DOCUMENT SECTION.
=====

Enquiry into Electronic Patient Records

On 5th Feb 2007 the Health Select Committee announced the terms of reference for its inquiry into the Electronic Patient Record and its use. The terms of reference are available in their press notice of 5 February. The deadline for written evidence is Friday 16 March.

The inquiry will focus particularly on the following areas:

• What patient information will be held on the new local and national electronic record systems, including whether patients may prevent their personal data being placed on systems;

• Who will have access to locally and nationally held information and under what circumstances;

• Whether patient confidentiality can be adequately protected;

• How data held on the new systems can and should be used for purposes other than the delivery of care e.g. clinical research; and

• Current progress on the development of the NHS Care Records Service and the National Data Spine and why delivery of the new systems is up to 2 years behind schedule.

I feel this is a good individuals and organisations to ensure that issues that they feel are important are included in the inquiry.

These might include:
* The type, quality, specificity and identifiability of the information which will be routinely shared in the NHS (and possibly beyond), and the right of the patient to insist that their information is not included or is restricted.

* The mechanisms, both technological and human, for controlling and securing access to the information. The recent case of staff in an A&E department sharing smartcard access, because it took too long to log on and off the system, highlights the risks.

* The risks of sharing detailed patient information with bodies such as drug companies- even if attempts have been made to annonymise or pseudo-annonymise it beforehand.

* The causes of current delays in implementation & the importance of getting the NHS to "own, love and understand" the IT programme in a way that it has not done up to now as suggested by David Nicholson a couple of weeks ago(see Picture this: an NHS data project that everybody loves, Guardian 8th Feb). In addition, comments may be welcomed about the current debates relating to the balance between central control through NHS Connecting for Health and local health communities.

=====

THE DATA.

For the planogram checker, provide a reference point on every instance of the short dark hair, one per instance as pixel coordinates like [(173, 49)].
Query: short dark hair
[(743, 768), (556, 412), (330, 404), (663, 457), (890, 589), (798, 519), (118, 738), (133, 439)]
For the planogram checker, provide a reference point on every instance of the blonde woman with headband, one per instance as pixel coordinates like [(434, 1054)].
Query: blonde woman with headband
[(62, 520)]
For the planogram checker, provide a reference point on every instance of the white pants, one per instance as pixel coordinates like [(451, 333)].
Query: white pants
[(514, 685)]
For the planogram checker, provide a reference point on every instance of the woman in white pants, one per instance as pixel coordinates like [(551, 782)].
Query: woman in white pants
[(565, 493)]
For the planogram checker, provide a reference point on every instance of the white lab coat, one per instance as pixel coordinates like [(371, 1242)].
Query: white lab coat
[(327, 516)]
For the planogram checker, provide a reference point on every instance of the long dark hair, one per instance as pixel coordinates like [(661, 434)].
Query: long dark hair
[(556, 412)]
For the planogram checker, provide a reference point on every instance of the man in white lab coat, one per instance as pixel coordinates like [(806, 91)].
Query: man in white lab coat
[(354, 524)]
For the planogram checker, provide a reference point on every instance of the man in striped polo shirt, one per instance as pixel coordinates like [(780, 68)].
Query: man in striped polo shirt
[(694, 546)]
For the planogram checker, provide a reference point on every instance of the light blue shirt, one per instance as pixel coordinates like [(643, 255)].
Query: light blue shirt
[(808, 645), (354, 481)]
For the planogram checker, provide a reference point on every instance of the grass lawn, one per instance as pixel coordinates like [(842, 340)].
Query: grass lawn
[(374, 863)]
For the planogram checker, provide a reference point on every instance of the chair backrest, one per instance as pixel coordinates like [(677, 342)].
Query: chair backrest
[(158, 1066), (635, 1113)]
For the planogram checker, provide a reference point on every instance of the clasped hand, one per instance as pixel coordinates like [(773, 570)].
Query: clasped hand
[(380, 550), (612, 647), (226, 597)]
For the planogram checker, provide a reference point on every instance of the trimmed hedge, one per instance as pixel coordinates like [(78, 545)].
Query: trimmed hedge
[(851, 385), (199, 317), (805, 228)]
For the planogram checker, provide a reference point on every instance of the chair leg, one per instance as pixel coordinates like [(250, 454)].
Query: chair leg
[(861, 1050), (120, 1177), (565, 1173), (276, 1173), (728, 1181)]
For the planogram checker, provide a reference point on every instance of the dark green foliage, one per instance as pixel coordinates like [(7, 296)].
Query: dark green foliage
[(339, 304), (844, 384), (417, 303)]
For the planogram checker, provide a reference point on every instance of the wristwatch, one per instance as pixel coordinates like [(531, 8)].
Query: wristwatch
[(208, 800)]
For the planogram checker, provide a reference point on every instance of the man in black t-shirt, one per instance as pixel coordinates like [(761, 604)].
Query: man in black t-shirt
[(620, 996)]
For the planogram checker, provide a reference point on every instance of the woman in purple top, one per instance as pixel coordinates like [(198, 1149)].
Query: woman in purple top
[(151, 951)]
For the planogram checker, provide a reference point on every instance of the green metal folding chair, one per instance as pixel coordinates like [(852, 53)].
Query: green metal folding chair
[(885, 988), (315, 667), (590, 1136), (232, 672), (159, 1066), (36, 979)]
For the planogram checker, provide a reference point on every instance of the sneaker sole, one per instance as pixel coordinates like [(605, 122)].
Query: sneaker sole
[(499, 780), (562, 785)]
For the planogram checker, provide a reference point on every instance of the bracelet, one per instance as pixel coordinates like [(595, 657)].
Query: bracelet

=====

DIRECTIONS.
Please print the stretch from "On 5th Feb 2007" through "Friday 16 March." in the electronic patient records text, word for word.

REPLY TO THE EXERCISE.
On 5th Feb 2007 the Health Select Committee announced the terms of reference for its inquiry into the Electronic Patient Record and its use. The terms of reference are available in their press notice of 5 February. The deadline for written evidence is Friday 16 March.